> _TASK REQUIREMENTS_
Repeat the rows verbatim, beginning at the line that contains "building facade |" and stopping after the line that contains "177 74 L 143".

--- INPUT DATA ---

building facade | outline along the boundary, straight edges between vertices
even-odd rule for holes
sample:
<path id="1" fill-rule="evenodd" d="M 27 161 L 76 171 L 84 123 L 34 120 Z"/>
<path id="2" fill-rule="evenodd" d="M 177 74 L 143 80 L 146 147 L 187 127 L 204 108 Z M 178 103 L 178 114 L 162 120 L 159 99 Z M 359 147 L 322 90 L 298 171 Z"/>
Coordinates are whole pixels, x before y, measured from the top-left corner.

---
--- INPUT DATA ---

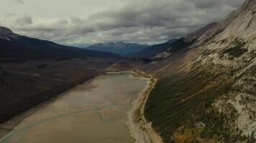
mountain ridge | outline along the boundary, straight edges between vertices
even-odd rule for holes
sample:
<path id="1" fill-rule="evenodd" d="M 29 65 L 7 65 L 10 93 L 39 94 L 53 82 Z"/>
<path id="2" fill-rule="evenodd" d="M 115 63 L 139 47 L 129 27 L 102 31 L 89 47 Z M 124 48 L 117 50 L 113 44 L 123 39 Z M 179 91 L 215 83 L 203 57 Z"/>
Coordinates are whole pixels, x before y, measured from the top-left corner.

---

> _RIGHT ANSWER_
building facade | outline along the boundary, straight edges between vertices
even-odd rule for holes
sample:
<path id="1" fill-rule="evenodd" d="M 27 161 L 76 171 L 84 123 L 34 120 Z"/>
<path id="2" fill-rule="evenodd" d="M 177 74 L 143 80 L 146 147 L 187 127 L 204 108 Z M 178 103 L 178 114 L 162 120 L 159 99 Z M 359 147 L 322 90 L 298 171 Z"/>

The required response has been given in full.